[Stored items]
........

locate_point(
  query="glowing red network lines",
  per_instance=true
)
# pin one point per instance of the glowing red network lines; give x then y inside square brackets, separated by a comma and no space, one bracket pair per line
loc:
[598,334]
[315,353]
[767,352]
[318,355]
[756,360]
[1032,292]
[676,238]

........

▸ **What you have to do**: Each record above is to be written out again, without any change.

▸ **Exercise response**:
locate_point(
  query="glowing red network lines",
  per_instance=true
)
# pin one point per instance of the glowing red network lines; give x then y inside square brackets, separated by a comma and no space, one bracket pair per line
loc:
[598,334]
[315,353]
[767,352]
[318,355]
[756,360]
[1032,292]
[676,238]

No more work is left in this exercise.